Start

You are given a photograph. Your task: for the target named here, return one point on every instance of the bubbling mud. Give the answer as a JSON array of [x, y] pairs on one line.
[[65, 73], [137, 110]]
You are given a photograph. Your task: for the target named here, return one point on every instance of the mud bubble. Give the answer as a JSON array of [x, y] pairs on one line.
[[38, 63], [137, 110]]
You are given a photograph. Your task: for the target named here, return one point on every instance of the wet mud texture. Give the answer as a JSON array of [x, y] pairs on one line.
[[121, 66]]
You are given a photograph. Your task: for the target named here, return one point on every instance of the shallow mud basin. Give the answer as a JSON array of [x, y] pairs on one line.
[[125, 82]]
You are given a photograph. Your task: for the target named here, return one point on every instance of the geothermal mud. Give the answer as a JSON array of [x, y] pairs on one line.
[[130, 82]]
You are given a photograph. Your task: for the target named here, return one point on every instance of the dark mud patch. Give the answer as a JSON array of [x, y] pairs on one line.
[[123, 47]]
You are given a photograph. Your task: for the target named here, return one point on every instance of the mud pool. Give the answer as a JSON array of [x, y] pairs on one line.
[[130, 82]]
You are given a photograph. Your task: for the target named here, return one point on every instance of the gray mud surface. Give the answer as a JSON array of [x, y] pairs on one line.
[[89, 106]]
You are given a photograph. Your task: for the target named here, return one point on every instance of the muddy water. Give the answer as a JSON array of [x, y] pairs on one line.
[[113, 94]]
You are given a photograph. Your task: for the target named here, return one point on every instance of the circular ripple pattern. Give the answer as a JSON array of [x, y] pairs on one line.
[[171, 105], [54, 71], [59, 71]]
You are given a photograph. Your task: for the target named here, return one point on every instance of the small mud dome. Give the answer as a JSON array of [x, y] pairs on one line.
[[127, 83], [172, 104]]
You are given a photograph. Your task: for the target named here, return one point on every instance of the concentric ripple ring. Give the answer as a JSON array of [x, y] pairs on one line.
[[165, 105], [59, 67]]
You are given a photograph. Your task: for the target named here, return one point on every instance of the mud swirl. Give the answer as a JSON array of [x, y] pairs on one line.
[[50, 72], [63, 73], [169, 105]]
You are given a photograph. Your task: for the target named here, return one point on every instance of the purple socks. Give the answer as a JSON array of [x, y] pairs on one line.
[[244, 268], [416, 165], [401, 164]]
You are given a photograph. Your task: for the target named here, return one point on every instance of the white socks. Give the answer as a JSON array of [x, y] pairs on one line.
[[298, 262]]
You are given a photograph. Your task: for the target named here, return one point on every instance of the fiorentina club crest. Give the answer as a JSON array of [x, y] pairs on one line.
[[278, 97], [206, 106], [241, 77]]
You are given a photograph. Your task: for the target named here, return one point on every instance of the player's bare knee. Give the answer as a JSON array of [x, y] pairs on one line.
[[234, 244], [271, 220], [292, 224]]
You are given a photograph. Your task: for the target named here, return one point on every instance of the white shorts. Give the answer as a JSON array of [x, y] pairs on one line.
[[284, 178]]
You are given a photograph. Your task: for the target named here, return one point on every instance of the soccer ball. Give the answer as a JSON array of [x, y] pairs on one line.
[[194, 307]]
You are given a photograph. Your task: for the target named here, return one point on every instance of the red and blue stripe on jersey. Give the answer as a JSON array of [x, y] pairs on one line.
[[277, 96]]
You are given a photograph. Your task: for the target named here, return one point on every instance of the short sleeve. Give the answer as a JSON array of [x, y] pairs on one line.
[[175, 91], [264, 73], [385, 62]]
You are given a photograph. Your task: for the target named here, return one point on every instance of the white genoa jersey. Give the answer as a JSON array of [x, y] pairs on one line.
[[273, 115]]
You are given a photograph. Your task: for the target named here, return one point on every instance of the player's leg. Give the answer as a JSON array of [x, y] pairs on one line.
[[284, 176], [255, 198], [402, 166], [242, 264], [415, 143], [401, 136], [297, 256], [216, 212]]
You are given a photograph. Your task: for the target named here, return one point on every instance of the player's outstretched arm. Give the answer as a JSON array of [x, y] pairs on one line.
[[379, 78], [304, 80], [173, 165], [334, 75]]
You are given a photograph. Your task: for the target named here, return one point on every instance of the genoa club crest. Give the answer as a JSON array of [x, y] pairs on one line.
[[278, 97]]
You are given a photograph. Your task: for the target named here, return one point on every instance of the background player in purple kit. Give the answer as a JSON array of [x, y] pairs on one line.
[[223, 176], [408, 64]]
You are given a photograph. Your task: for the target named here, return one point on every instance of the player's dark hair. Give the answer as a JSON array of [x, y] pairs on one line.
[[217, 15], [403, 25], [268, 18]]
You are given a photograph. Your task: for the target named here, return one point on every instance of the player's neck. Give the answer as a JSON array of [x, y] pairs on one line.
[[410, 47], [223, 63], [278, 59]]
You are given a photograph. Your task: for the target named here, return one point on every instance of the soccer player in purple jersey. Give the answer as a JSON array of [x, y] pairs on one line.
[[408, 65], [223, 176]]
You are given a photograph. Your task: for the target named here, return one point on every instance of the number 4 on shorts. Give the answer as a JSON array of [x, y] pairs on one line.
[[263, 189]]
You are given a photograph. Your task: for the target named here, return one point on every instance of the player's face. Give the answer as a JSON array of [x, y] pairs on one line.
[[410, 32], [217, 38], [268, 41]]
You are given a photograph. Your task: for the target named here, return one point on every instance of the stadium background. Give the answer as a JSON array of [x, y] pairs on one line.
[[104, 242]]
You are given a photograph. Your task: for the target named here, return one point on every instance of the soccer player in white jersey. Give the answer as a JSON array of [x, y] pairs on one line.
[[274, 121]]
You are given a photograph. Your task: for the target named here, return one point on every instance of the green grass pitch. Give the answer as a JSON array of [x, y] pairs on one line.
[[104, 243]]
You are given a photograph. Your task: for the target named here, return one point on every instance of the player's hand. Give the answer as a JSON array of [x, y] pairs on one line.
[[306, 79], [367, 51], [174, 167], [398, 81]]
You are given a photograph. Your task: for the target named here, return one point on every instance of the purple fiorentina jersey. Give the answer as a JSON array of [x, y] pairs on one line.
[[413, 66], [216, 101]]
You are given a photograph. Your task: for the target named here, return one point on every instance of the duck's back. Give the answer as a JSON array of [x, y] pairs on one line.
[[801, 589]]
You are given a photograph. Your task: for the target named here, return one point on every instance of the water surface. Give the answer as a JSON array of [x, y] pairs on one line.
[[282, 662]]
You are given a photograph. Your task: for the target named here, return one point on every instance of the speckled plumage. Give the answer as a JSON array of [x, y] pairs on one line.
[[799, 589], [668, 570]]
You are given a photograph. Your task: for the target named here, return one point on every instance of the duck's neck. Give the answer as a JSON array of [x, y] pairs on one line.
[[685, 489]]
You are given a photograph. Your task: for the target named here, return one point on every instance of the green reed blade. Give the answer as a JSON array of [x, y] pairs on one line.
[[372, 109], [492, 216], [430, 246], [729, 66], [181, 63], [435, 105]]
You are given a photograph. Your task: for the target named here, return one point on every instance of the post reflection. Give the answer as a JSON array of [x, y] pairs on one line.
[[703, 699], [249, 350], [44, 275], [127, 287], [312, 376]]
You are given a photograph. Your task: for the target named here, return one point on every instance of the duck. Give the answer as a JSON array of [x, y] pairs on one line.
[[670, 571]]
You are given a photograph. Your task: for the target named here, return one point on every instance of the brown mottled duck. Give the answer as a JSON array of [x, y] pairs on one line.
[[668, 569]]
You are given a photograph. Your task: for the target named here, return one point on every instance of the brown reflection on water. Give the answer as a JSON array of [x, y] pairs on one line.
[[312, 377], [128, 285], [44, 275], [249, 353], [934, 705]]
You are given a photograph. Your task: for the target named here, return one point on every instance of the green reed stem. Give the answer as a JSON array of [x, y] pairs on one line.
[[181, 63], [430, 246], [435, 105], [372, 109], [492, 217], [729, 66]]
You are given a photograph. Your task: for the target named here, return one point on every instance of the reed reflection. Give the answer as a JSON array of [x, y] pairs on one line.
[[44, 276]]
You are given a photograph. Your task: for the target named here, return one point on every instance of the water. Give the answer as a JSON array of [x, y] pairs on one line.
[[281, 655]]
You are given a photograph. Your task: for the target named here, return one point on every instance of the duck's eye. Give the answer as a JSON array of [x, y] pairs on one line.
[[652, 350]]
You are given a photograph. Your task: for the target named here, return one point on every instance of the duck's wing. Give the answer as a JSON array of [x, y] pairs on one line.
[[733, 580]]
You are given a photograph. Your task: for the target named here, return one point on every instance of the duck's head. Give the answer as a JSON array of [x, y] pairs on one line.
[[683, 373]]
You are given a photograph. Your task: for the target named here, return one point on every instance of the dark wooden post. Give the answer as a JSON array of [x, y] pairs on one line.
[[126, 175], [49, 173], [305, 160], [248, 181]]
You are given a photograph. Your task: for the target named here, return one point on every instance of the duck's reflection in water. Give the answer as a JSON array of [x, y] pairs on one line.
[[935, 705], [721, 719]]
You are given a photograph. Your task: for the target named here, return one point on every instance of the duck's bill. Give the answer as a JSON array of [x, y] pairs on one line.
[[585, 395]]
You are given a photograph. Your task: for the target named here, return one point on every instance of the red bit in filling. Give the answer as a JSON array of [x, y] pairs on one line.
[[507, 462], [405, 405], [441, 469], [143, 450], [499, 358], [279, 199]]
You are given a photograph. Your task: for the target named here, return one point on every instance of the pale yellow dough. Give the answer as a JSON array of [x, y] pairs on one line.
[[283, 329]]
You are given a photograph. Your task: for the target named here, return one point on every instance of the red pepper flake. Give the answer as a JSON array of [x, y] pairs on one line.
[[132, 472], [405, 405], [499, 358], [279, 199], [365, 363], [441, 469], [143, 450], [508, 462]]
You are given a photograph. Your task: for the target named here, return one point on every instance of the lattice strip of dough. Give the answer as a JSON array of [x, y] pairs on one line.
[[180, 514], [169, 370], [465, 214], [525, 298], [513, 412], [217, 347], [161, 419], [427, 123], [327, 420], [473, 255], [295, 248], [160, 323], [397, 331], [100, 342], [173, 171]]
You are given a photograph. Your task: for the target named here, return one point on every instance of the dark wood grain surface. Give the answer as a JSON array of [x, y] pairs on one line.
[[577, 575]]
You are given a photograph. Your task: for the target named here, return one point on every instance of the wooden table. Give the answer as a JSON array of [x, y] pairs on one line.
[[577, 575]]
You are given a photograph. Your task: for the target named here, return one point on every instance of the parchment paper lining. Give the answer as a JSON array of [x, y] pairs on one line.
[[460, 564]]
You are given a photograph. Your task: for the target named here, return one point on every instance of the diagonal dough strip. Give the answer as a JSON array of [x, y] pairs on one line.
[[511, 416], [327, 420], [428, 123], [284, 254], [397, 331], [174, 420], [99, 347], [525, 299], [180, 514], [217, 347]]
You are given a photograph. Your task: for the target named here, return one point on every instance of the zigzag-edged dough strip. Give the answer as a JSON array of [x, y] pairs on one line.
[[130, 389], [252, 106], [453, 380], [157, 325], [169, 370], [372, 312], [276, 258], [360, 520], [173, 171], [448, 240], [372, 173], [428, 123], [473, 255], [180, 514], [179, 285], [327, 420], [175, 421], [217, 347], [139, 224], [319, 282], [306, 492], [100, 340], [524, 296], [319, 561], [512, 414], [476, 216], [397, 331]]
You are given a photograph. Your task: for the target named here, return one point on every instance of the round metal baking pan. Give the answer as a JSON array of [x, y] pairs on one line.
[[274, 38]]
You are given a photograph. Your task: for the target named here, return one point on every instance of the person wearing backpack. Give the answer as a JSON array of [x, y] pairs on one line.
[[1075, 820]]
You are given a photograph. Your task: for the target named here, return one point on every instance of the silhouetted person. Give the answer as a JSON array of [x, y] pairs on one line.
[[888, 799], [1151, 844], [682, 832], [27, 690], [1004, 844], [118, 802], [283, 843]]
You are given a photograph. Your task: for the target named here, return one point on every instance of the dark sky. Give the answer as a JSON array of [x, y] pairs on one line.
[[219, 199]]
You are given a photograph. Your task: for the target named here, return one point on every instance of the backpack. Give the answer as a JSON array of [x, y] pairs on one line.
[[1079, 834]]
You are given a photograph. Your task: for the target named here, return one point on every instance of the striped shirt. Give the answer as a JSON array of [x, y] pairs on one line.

End

• _Set problem_:
Copy the records from their first line through the line that contains "[[121, 66]]", changing "mud" to "clay" throughout and leaving the rest as it stands.

• _Response below_:
You are given a photograph. Your task: for the target named here, return one point on every instance of the bubbling clay. Give the answer as a JSON array of [x, y] pairs on one line.
[[65, 73], [137, 110]]
You are given a photograph. Your task: for the target named here, return one point on every instance of the clay bubble. Give the answer as a JSON array of [x, y] pairs on one line.
[[38, 63], [137, 110]]
You are given a photograph. Your task: for the target named here, return one point on every instance of the wet clay texture. Give the answer as a JSON array of [x, y] pairs on one line.
[[121, 66]]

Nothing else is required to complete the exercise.